* PROMPT: The required output is the line that contains "of the campfire" through the last line of the data, retyped verbatim and with nothing added.

Natural language region descriptions:
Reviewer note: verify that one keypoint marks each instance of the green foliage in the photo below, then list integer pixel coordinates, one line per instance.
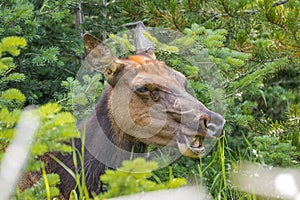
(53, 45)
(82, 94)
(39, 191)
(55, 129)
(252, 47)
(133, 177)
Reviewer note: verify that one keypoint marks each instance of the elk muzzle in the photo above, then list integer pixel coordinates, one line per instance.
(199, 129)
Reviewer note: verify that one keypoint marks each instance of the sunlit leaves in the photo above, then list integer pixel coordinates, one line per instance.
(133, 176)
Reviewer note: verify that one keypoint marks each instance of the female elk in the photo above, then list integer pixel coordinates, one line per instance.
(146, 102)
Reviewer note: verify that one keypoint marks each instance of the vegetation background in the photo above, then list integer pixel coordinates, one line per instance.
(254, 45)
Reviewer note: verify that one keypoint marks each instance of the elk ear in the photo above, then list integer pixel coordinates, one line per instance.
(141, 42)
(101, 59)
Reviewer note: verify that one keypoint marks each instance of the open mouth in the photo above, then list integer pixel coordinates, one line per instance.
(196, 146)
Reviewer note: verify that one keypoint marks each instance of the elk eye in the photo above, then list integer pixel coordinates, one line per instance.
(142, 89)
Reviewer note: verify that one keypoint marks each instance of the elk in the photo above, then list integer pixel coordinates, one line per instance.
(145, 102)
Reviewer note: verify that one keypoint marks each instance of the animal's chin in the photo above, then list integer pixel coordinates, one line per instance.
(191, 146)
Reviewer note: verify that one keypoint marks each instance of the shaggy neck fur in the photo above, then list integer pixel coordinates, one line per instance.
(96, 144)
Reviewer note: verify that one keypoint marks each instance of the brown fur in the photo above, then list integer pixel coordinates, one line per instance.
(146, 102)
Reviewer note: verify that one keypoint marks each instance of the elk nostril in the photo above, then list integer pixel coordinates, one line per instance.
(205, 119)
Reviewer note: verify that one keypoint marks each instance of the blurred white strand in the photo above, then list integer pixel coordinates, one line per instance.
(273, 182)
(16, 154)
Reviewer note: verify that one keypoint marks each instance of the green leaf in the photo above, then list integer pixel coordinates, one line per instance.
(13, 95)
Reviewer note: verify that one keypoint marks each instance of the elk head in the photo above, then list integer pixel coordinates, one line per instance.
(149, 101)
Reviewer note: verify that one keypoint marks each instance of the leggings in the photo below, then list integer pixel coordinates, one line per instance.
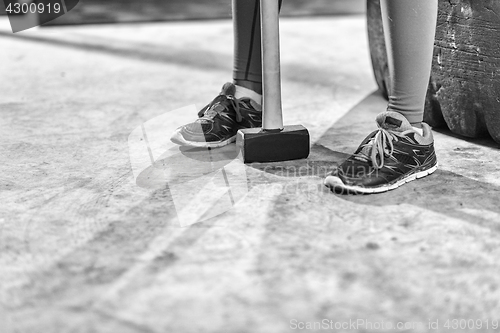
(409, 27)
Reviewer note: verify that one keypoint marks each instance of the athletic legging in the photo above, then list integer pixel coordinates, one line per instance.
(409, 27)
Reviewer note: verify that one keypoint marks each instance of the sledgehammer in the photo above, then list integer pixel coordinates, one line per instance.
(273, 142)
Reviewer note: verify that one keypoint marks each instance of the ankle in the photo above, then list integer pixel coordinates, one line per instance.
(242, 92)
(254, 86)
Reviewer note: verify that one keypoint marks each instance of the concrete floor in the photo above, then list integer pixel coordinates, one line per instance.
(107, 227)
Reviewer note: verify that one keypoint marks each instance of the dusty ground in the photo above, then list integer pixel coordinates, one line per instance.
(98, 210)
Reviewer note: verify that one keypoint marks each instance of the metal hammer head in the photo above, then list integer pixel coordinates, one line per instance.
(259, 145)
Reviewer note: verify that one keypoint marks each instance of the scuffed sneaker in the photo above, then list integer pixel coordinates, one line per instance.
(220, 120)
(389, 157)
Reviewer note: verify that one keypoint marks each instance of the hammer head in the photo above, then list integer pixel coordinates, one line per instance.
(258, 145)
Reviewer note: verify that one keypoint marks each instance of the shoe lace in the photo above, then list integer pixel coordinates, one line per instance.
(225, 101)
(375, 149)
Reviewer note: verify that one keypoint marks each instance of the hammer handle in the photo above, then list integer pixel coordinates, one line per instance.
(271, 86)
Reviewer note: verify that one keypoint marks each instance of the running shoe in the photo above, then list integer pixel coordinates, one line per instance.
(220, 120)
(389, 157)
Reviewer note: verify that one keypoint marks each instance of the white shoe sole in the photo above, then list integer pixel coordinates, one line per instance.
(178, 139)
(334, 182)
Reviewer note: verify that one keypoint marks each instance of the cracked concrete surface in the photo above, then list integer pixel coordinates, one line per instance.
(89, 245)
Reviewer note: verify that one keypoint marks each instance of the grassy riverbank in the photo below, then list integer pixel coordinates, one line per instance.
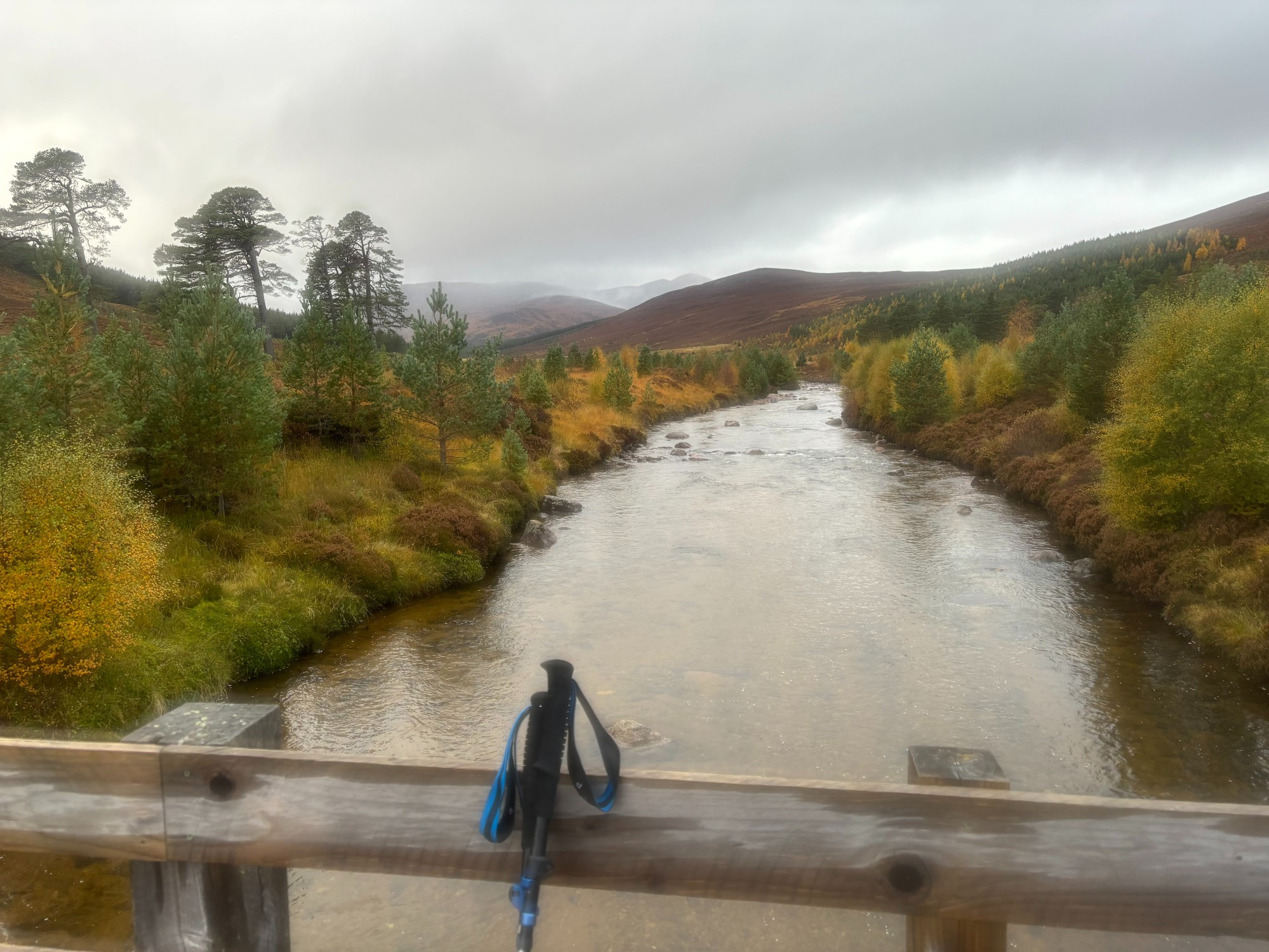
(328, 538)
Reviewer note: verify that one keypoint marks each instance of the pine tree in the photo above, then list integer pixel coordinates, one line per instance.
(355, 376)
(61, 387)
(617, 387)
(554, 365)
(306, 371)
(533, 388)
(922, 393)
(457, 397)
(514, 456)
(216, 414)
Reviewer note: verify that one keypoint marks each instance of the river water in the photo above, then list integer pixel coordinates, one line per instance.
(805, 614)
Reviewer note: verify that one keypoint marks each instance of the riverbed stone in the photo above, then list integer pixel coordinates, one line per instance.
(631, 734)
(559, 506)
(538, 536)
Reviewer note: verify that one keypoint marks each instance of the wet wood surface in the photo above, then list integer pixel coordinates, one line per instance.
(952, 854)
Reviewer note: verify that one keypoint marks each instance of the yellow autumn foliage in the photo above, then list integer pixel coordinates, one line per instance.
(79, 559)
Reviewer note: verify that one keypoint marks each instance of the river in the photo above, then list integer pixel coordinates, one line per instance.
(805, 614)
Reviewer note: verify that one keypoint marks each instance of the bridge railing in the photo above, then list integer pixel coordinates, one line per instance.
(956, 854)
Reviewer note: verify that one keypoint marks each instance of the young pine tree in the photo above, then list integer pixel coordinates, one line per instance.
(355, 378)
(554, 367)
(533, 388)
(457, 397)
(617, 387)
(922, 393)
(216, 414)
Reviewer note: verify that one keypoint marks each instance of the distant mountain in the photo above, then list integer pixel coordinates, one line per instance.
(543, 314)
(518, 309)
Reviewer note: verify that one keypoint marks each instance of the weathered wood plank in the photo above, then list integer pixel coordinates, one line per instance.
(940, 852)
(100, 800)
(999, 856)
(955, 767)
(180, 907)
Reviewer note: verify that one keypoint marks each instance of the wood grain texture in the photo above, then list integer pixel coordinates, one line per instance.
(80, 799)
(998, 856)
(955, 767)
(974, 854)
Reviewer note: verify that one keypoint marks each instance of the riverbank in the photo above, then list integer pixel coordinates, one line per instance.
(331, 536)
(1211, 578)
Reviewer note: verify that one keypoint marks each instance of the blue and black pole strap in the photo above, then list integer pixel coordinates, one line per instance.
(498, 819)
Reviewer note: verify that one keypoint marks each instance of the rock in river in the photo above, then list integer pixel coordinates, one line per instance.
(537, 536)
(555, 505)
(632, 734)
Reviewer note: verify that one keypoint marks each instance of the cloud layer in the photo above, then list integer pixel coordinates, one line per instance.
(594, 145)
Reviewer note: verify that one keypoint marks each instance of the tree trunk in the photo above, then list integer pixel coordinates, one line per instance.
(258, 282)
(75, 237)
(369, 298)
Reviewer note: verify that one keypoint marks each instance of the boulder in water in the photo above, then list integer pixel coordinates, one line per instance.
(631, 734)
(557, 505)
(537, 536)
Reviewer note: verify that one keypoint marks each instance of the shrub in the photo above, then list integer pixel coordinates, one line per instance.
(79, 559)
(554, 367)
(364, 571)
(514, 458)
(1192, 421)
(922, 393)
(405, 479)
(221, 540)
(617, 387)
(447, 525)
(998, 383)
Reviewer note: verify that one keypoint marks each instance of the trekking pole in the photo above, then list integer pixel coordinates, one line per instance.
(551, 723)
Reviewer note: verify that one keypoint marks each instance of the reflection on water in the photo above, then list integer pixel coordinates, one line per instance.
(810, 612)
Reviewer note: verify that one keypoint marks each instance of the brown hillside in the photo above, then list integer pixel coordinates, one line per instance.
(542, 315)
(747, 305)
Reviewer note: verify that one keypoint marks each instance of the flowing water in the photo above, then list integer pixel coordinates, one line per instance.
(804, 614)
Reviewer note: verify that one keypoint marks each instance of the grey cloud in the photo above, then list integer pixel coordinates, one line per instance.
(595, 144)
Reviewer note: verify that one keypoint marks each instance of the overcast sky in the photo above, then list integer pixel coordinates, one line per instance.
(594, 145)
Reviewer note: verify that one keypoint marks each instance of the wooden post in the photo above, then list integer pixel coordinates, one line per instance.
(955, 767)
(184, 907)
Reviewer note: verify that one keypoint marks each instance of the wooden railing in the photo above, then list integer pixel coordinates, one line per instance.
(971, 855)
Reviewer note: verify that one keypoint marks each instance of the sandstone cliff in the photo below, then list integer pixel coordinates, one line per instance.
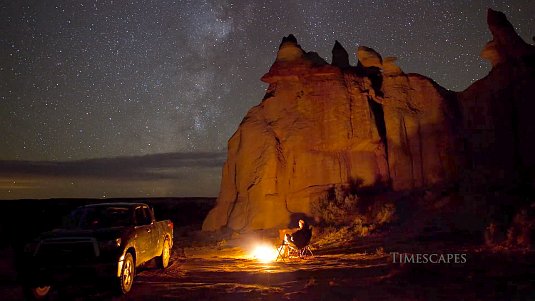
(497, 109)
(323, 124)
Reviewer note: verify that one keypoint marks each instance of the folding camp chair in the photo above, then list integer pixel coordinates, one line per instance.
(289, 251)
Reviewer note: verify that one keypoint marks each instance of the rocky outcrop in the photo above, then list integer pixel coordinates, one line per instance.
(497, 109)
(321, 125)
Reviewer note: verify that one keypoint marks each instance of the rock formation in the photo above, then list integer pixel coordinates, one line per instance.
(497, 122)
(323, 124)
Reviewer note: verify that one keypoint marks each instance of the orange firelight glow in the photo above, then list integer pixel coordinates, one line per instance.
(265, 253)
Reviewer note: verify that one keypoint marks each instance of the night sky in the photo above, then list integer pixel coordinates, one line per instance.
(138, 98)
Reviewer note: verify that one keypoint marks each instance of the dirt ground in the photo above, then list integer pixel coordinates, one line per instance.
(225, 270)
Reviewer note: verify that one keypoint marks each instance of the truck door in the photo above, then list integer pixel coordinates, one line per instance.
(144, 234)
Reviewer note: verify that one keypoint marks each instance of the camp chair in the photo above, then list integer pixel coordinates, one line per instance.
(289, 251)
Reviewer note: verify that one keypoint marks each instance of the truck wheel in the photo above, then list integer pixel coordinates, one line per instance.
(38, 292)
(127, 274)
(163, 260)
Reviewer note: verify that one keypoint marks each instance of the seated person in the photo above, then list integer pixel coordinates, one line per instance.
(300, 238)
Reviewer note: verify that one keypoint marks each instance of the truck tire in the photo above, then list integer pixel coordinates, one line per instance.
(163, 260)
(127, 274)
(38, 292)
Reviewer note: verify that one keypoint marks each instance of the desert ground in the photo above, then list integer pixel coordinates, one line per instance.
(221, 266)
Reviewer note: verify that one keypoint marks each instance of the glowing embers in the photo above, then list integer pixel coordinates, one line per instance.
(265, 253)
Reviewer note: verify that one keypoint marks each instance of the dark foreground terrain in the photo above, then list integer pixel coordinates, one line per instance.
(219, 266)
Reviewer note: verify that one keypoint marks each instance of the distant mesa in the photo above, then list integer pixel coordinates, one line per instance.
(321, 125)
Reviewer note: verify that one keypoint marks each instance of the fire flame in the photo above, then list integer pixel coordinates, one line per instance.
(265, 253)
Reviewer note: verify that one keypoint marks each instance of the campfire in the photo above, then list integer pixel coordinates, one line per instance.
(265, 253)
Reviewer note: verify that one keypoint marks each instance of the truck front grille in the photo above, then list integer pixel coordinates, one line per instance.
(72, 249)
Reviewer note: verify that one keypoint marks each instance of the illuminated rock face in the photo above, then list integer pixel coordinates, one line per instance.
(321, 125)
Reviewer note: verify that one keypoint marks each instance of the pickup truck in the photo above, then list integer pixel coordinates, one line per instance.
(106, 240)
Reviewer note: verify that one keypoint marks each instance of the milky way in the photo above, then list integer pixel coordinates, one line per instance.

* RESPONSE FOR THIS EXERCISE:
Reviewer note: verify that one keypoint marks each instance of the campfire in the photo above, then list integer pixel coordinates, one line per instance.
(265, 253)
Reviewer note: verify that one keypoint marks each instance of the truck front grille in the photo above, then list integer pixel coordinates, one line per instance.
(72, 249)
Reviewer note: verify that one keypoint marks each instance of the illuminated rock face in the photo above, then list integer pixel coordinates, one line per instance.
(321, 125)
Reviewer note: verify that one keypoint marks each instance of the pickup truck in the photo above, then list integer pixel coordinates, one line per instance.
(106, 240)
Reviewer note: verify that one keypoint marks each instance of the milky way in the photo above, then list integer pixel coordinates, one line per instance.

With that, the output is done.